#### [Selbst ausprobieren]
Zitieren Sie aus dem Seitentext wörtlich die Passage, die mit „Ermutigung durch Botschafter“ beginnt und bis einschließlich „und zu unterstützen.“ reicht.

#### [Seitentext]
※ ※ ※

In ihrer Not können die Kinder und Jugendlichen in Nepal auf Unterstützung aus Deutschland zählen: Herwig Jantschik und Petra Pachner aus Aalen engagieren sich mit ihrem Verein „Zukunft für Nepal Ostwürttemberg" und haben 2017 gemeinsam mit einheimischen Vertretern aus Wirtschaft und Verwaltung einen Verein als Träger des Waisenhauses gegründet. Derzeit leben in dem Waisenhaus fünf Kinder zwischen fünf und 13 Jahren. Zukünftig sollen Plätze für 15 Kinder angeboten werden.
Um das Waisenhaus zu unterstützen, haben die Studierenden der DHBW Heidenheim im Rahmen der Exkursion nicht nur im Waisenhaus mitgearbeitet, sondern auch Spielsachen, Kleidung und Naschwerk aus Deutschland mitgebracht.
Darüber hinaus besuchten die Studierenden die Danpheschule. Es handelt sich um eine private Schule, die wesentlich auf Spenden angewiesen ist, da das Schulgeld von den Familien, sofern überhaupt vorhanden, oft nicht aufzubringen ist. „Einige der Heidenheimer Studierenden haben hier bereits gearbeitet und sich einen guten Ruf erworben", berichtet Warndorf stolz.
Besichtigung des Ausbildungszentrums in Dhading
Etwa drei Autostunden weiter in Dhading entsteht ein berufliches Ausbildungszentrum. Dieses soll für junge Menschen die Grundlage für metall- und holzverarbeitende Berufe legen. Bei ihrer Exkursion erhielten die Studierenden einen Einblick zum aktuellen Stand: Die Schulgebäude sind noch nicht fertiggestellt, nach dem Erdbeben 2015 fehlen die meisten Türen und Fenster, auch das Dach muss erneuert werden. Ein Abriss und Neubau sind unvermeidlich. Die beiden Hallen – je eine für Holz- bzw. Metallbearbeitung – sind dagegen weitestgehend fertiggestellt.
In einem angegliederten Neubau, aktuell nur im Rohbau zu besichtigen, werden Seminarräume und Unterkunftsmöglichkeiten auch für externe Besucher und Dozenten sein. Dabei ist auch und gerade an Lehrbeauftragte und Studierende der DHBW Heidenheim, gedacht, die hier in mannigfaltiger Weise mitarbeiten können. „Vor Ort werden nicht nur Studierende des Sozialwesens ihr Fremdpraktikum absolvieren können, sondern auch solche aus den Fakultäten Technik und Wirtschaft", blickt Warndorf in die Zukunft. „Möglicherweise lassen sich darüber hinaus auch Firmen aus Deutschland für das Projekt interessieren, sich mit ihren DHBW-Studierenden verstärkt zu engagieren."
Ermutigung durch Botschafter
Die Studierenden haben zudem Roland Schäfer, den deutschen Botschafter in Nepal, getroffen. Dieser ermunterte die Gäste nachdrücklich, die bereits begonnenen Aktivitäten für die Errichtung eines beruflichen Ausbildungszentrums fortzusetzen. In einem Arbeitsgespräch in der Botschaft betonte Schäfer, es sei ein wichtiger Baustein deutscher Außenpolitik u. a. das deutsche System der dualen Ausbildung zu exportieren, die Bundesregierung habe ein gesteigertes Interesse daran, derartige Engagements zu fördern und zu unterstützen.

※ ※ ※

#### [Datenteil]

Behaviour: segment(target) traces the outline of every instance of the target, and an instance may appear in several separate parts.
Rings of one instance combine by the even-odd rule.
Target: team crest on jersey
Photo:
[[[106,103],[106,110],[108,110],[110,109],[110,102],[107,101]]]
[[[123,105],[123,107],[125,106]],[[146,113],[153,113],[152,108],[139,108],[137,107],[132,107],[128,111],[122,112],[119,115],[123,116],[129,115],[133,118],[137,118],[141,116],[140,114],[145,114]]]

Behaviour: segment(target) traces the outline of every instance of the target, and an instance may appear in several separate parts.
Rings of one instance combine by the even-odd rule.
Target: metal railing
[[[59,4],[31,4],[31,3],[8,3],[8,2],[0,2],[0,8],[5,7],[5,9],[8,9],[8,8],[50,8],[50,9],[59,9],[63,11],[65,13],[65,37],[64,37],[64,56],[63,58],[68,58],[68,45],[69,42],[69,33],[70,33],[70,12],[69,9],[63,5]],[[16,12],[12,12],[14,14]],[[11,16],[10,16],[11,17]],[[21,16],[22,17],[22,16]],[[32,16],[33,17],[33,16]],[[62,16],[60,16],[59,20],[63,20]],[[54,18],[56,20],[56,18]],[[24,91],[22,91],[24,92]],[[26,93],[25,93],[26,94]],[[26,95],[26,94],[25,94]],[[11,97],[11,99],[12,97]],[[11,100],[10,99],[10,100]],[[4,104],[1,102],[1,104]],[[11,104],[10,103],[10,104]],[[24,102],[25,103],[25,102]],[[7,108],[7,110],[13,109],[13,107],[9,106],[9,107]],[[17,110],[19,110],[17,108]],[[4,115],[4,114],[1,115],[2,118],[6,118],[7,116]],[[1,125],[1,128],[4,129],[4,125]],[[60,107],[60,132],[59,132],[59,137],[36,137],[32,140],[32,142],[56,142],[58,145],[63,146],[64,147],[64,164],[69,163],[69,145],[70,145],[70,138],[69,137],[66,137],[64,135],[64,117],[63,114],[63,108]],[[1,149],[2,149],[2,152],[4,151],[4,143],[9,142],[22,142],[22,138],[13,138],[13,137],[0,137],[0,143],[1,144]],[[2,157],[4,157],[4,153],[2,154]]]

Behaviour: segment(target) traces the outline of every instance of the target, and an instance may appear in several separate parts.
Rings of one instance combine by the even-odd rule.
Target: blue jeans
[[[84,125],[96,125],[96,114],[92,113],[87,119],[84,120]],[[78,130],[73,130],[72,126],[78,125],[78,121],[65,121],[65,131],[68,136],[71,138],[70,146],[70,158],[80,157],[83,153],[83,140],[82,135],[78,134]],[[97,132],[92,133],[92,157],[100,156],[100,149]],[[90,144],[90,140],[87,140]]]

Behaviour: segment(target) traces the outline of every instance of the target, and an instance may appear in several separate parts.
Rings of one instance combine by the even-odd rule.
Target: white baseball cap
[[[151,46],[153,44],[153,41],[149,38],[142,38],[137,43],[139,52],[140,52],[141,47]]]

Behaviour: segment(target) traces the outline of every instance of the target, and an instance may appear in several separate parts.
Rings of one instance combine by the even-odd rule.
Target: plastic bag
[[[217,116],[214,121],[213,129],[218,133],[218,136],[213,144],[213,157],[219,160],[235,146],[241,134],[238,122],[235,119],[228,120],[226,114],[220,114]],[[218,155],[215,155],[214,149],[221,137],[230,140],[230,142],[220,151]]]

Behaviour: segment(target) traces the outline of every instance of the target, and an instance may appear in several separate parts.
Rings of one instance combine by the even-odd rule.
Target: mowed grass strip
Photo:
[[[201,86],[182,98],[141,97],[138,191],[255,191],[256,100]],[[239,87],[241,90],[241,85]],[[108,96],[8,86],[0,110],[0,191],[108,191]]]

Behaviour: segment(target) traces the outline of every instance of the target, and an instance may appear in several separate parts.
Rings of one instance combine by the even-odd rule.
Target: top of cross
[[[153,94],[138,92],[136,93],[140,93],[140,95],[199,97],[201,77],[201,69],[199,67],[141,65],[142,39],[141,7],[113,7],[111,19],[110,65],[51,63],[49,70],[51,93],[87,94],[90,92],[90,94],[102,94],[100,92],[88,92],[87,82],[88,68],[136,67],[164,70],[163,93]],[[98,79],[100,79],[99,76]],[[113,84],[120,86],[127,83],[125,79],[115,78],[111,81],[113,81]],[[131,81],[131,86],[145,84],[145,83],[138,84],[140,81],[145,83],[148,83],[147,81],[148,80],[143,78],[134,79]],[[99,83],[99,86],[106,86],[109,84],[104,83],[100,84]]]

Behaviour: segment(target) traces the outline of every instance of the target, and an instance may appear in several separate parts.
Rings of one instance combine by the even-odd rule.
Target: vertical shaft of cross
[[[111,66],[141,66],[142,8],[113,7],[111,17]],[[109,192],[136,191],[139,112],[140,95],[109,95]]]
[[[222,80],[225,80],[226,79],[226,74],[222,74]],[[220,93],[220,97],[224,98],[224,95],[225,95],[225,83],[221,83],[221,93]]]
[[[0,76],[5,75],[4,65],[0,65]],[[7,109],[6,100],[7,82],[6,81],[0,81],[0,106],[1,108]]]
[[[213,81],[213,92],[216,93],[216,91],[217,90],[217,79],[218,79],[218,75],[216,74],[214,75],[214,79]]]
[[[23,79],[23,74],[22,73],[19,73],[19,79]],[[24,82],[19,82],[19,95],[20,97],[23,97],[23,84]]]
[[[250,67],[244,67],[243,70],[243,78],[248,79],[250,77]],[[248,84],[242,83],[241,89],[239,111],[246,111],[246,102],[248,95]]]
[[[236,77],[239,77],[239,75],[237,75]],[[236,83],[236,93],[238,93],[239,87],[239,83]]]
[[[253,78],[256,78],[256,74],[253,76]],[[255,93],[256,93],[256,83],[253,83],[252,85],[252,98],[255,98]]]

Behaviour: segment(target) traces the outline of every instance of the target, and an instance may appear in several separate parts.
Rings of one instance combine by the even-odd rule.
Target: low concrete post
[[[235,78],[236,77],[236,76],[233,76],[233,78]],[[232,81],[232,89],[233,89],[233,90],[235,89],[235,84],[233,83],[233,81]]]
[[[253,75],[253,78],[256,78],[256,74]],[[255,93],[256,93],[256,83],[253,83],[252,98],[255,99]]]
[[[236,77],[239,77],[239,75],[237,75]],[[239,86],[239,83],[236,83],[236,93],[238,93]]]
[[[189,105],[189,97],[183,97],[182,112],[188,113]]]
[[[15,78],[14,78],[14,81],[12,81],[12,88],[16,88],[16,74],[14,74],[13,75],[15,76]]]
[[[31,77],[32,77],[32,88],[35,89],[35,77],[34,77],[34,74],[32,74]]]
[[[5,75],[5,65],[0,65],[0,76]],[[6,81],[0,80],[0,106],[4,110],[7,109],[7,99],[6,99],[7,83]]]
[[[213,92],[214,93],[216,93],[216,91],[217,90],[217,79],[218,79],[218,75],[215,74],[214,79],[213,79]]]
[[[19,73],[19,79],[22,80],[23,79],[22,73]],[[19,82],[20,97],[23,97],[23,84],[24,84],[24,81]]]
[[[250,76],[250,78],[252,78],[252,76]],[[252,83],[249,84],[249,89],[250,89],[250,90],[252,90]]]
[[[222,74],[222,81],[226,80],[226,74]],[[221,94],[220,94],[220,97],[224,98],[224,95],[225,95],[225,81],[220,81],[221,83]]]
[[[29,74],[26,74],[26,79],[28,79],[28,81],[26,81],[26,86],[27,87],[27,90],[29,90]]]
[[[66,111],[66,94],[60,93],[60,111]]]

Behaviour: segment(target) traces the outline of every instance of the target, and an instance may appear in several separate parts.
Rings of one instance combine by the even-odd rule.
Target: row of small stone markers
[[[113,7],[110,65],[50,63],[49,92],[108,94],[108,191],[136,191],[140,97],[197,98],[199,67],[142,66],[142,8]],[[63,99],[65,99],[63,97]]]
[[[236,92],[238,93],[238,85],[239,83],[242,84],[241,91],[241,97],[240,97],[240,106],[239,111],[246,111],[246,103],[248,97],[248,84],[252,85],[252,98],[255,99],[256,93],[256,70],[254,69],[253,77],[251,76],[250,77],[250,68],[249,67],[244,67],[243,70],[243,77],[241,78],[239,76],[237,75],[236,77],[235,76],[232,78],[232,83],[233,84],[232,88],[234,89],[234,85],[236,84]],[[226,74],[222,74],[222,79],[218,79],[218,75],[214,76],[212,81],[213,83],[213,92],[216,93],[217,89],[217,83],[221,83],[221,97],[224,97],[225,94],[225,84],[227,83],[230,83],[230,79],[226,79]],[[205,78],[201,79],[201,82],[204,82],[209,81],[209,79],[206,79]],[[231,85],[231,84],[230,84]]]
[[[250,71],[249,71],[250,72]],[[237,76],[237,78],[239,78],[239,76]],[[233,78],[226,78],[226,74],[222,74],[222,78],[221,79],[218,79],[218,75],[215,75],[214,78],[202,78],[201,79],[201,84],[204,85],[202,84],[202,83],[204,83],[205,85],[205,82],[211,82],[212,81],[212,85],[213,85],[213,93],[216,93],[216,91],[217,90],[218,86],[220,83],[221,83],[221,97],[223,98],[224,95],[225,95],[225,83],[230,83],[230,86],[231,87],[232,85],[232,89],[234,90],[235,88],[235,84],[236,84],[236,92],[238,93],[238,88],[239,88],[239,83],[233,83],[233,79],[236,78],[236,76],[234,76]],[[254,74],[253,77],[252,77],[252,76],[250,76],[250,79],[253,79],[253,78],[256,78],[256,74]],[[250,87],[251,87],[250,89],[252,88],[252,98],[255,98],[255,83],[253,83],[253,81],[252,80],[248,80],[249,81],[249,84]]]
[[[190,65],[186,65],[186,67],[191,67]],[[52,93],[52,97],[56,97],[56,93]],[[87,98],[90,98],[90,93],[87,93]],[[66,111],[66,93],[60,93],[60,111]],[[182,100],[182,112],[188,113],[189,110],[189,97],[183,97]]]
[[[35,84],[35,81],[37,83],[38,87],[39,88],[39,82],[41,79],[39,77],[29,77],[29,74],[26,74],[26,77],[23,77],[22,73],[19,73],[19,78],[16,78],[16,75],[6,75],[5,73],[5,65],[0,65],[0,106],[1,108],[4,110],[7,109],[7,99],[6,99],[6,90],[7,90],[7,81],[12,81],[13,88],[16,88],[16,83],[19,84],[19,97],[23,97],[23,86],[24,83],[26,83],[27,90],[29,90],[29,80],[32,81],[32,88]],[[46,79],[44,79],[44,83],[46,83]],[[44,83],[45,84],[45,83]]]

※ ※ ※

#### [Lösung der Aufgabe]
Ermutigung durch Botschafter
Die Studierenden haben zudem Roland Schäfer, den deutschen Botschafter in Nepal, getroffen. Dieser ermunterte die Gäste nachdrücklich, die bereits begonnenen Aktivitäten für die Errichtung eines beruflichen Ausbildungszentrums fortzusetzen. In einem Arbeitsgespräch in der Botschaft betonte Schäfer, es sei ein wichtiger Baustein deutscher Außenpolitik u. a. das deutsche System der dualen Ausbildung zu exportieren, die Bundesregierung habe ein gesteigertes Interesse daran, derartige Engagements zu fördern und zu unterstützen.